• GIVEN RECORDS:

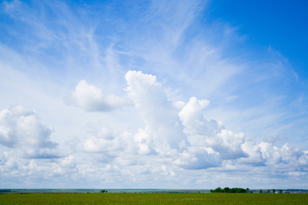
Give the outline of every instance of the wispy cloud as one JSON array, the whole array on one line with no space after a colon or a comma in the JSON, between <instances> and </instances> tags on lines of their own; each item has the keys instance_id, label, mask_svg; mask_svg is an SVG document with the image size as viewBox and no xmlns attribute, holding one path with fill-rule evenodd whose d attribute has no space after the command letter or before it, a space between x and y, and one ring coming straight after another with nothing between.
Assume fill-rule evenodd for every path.
<instances>
[{"instance_id":1,"label":"wispy cloud","mask_svg":"<svg viewBox=\"0 0 308 205\"><path fill-rule=\"evenodd\" d=\"M1 3L1 187L307 187L285 57L206 1L94 4Z\"/></svg>"}]
</instances>

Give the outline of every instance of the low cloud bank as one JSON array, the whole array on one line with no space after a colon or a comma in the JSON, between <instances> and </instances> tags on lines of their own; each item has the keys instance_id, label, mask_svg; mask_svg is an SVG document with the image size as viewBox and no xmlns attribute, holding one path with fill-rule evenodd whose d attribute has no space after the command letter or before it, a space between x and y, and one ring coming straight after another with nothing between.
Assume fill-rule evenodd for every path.
<instances>
[{"instance_id":1,"label":"low cloud bank","mask_svg":"<svg viewBox=\"0 0 308 205\"><path fill-rule=\"evenodd\" d=\"M87 111L133 102L145 126L136 133L121 133L103 124L68 141L69 154L57 148L51 138L53 129L40 122L34 110L18 105L1 111L0 144L6 148L0 156L1 178L14 173L77 181L92 176L105 183L138 184L151 178L153 183L170 177L180 182L181 174L202 179L207 172L235 170L250 176L266 172L285 178L307 176L307 150L289 144L279 148L270 141L257 144L242 133L227 130L222 122L204 116L209 100L170 101L155 76L129 71L125 79L125 97L104 96L99 88L81 81L72 98Z\"/></svg>"}]
</instances>

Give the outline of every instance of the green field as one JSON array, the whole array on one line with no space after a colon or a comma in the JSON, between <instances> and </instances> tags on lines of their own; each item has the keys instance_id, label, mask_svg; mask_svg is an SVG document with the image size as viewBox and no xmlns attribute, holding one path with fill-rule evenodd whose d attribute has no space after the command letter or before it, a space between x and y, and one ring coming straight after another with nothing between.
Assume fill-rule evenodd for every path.
<instances>
[{"instance_id":1,"label":"green field","mask_svg":"<svg viewBox=\"0 0 308 205\"><path fill-rule=\"evenodd\" d=\"M307 193L9 193L0 204L308 204Z\"/></svg>"}]
</instances>

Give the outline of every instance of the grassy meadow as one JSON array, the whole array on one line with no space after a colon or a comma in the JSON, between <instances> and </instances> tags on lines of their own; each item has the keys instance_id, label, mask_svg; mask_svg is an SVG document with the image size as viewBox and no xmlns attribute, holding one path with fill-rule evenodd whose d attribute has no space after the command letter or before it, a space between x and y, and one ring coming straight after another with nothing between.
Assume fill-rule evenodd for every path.
<instances>
[{"instance_id":1,"label":"grassy meadow","mask_svg":"<svg viewBox=\"0 0 308 205\"><path fill-rule=\"evenodd\" d=\"M8 193L0 204L308 204L307 193Z\"/></svg>"}]
</instances>

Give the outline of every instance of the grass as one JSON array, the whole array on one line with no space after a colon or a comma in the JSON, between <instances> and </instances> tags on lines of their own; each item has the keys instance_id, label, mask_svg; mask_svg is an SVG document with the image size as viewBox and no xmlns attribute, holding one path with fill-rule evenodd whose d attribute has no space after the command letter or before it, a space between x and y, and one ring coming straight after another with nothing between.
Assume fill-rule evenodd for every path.
<instances>
[{"instance_id":1,"label":"grass","mask_svg":"<svg viewBox=\"0 0 308 205\"><path fill-rule=\"evenodd\" d=\"M0 204L308 204L308 194L10 193Z\"/></svg>"}]
</instances>

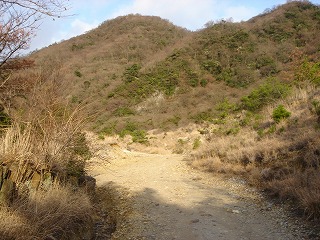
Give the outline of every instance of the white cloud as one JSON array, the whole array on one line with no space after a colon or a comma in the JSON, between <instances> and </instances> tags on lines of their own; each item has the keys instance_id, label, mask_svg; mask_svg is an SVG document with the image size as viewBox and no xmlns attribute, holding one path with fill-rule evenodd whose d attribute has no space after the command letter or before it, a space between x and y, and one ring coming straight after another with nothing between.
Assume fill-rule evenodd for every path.
<instances>
[{"instance_id":1,"label":"white cloud","mask_svg":"<svg viewBox=\"0 0 320 240\"><path fill-rule=\"evenodd\" d=\"M97 27L99 23L94 21L92 23L84 22L80 19L75 19L70 24L70 29L68 31L58 31L58 33L51 38L51 43L59 42L63 39L69 39L74 36L78 36L83 34L95 27Z\"/></svg>"},{"instance_id":2,"label":"white cloud","mask_svg":"<svg viewBox=\"0 0 320 240\"><path fill-rule=\"evenodd\" d=\"M227 18L232 18L234 21L248 20L254 15L257 15L256 9L248 8L245 6L229 7L225 11Z\"/></svg>"},{"instance_id":3,"label":"white cloud","mask_svg":"<svg viewBox=\"0 0 320 240\"><path fill-rule=\"evenodd\" d=\"M129 13L160 16L176 25L196 30L219 14L223 1L218 0L134 0L120 8L113 17Z\"/></svg>"}]
</instances>

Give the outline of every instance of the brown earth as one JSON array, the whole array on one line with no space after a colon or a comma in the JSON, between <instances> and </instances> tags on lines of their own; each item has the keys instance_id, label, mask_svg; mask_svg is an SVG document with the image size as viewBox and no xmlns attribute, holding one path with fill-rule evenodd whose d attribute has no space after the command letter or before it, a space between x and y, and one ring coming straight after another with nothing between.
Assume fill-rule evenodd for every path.
<instances>
[{"instance_id":1,"label":"brown earth","mask_svg":"<svg viewBox=\"0 0 320 240\"><path fill-rule=\"evenodd\" d=\"M116 224L111 239L312 238L282 205L240 179L191 169L183 155L129 151L109 140L92 147L88 172L107 196L100 201Z\"/></svg>"}]
</instances>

• WORK TO BE COMPLETED: Restate the records word for word, omitting images.

• PROBLEM SOLUTION:
Give the outline of every instance of the wispy cloud as one JSON array, the whole array on one line with no space after a colon or a comma in the JSON, between <instances> and </instances> tags on lines of their own; each item has the keys instance_id, label, mask_svg; mask_svg is an SVG document with the image size as viewBox and no xmlns attribute, holding one path with fill-rule evenodd whose d attribute has no space after the command letter or before it, a space between x and y, and one ring coming straight after another with nothing between.
Assume fill-rule evenodd for every path.
<instances>
[{"instance_id":1,"label":"wispy cloud","mask_svg":"<svg viewBox=\"0 0 308 205\"><path fill-rule=\"evenodd\" d=\"M1 3L1 187L307 187L285 57L206 1L94 4Z\"/></svg>"}]
</instances>

Give the outline of every instance of the low cloud bank as one JSON array, the whole array on one line with no space after a colon or a comma in the JSON, between <instances> and </instances> tags on lines of their own; each item has the keys instance_id, label, mask_svg; mask_svg is an SVG document with the image size as viewBox and no xmlns attribute, holding one path with fill-rule evenodd whose d attribute has no space after the command letter or before it, a space between x and y, and one ring coming straight after another with nothing between.
Assume fill-rule evenodd for every path.
<instances>
[{"instance_id":1,"label":"low cloud bank","mask_svg":"<svg viewBox=\"0 0 308 205\"><path fill-rule=\"evenodd\" d=\"M87 111L133 102L145 126L136 133L121 133L103 124L68 141L69 154L57 148L51 138L53 129L40 122L34 110L18 105L1 111L0 144L6 148L0 156L1 178L14 173L77 181L92 176L105 183L138 184L151 178L153 183L170 177L180 182L181 174L202 179L207 172L235 170L250 176L266 172L285 178L307 176L307 150L289 144L279 148L270 141L257 144L242 133L227 130L222 122L204 116L209 100L170 101L155 76L129 71L125 79L125 97L104 96L99 88L81 81L72 98Z\"/></svg>"}]
</instances>

Give the outline of every instance of the green field as one JSON array, the whole array on one line with no space after a colon or a comma in the JSON, between <instances> and </instances> tags on lines of their own; each item has the keys instance_id, label, mask_svg; mask_svg is an SVG document with the image size as viewBox and no xmlns attribute, holding one path with fill-rule evenodd whose d attribute has no space after the command letter or before it, a space between x and y, and one ring coming straight after another with nothing between.
Assume fill-rule evenodd for every path.
<instances>
[{"instance_id":1,"label":"green field","mask_svg":"<svg viewBox=\"0 0 308 205\"><path fill-rule=\"evenodd\" d=\"M307 193L9 193L0 204L308 204Z\"/></svg>"}]
</instances>

Give the outline of every instance of the grassy meadow as one JSON array, the whole array on one line with no space after a colon or a comma in the JSON, between <instances> and </instances> tags on lines of their own; each item has the keys instance_id, label, mask_svg; mask_svg is an SVG document with the image size as viewBox and no xmlns attribute, holding one path with fill-rule evenodd whose d attribute has no space after the command letter or before it, a space between x and y, and one ring coming straight after another with nothing between.
Assume fill-rule evenodd for every path.
<instances>
[{"instance_id":1,"label":"grassy meadow","mask_svg":"<svg viewBox=\"0 0 308 205\"><path fill-rule=\"evenodd\" d=\"M8 193L0 204L308 204L307 193Z\"/></svg>"}]
</instances>

Give the outline of every instance of the grass as one JSON array, the whole array on one line with no space after a colon or a comma in the JSON, between <instances> and </instances> tags on lines of their own; each item has the keys instance_id, label, mask_svg; mask_svg is an SVG document with the image size as viewBox and no xmlns attribute, holding one path with fill-rule evenodd whose d attribute has no space after the command letter or before it, a space between x and y, and one ring coming straight after another with nothing between.
Assume fill-rule evenodd for every path.
<instances>
[{"instance_id":1,"label":"grass","mask_svg":"<svg viewBox=\"0 0 308 205\"><path fill-rule=\"evenodd\" d=\"M0 204L308 204L308 194L10 193Z\"/></svg>"}]
</instances>

Give the outline of every instance of the white cloud as one JSON array, the whole array on one line with no space after a colon or a comma in the JSON, between <instances> and </instances> tags on lines of their own; each item has the keys instance_id, label, mask_svg; mask_svg is an SVG document with the image size as viewBox and no xmlns attribute, holding one path with fill-rule evenodd whose d attribute has no space after the command letter or before it, a space between x and y, and one ring coming straight after another with nothing between.
Assume fill-rule evenodd for every path.
<instances>
[{"instance_id":1,"label":"white cloud","mask_svg":"<svg viewBox=\"0 0 320 240\"><path fill-rule=\"evenodd\" d=\"M97 27L99 23L94 21L92 23L84 22L80 19L75 19L70 24L70 29L68 31L58 31L58 33L51 38L51 43L59 42L63 39L69 39L74 36L78 36L83 34L95 27Z\"/></svg>"},{"instance_id":2,"label":"white cloud","mask_svg":"<svg viewBox=\"0 0 320 240\"><path fill-rule=\"evenodd\" d=\"M227 18L232 18L234 21L248 20L254 15L257 15L256 9L248 8L245 6L229 7L225 11Z\"/></svg>"},{"instance_id":3,"label":"white cloud","mask_svg":"<svg viewBox=\"0 0 320 240\"><path fill-rule=\"evenodd\" d=\"M129 13L160 16L176 25L196 30L219 14L223 1L218 0L134 0L120 8L113 17Z\"/></svg>"}]
</instances>

Give the outline of every instance of the brown earth as one JSON array, the whole array on one line with no space after a colon or a comma in the JSON, between <instances> and </instances> tags on lines of their own; each item has the keys instance_id, label, mask_svg; mask_svg is an SVG document with the image size as viewBox and no xmlns attribute, holding one path with fill-rule evenodd whose d attribute has no space after the command letter or before it, a space between x and y, and one ring coming straight after another with nothing between.
Assume fill-rule evenodd for every path.
<instances>
[{"instance_id":1,"label":"brown earth","mask_svg":"<svg viewBox=\"0 0 320 240\"><path fill-rule=\"evenodd\" d=\"M116 224L111 239L312 238L282 205L240 179L191 169L183 155L129 151L109 140L92 147L88 172L107 196L100 201Z\"/></svg>"}]
</instances>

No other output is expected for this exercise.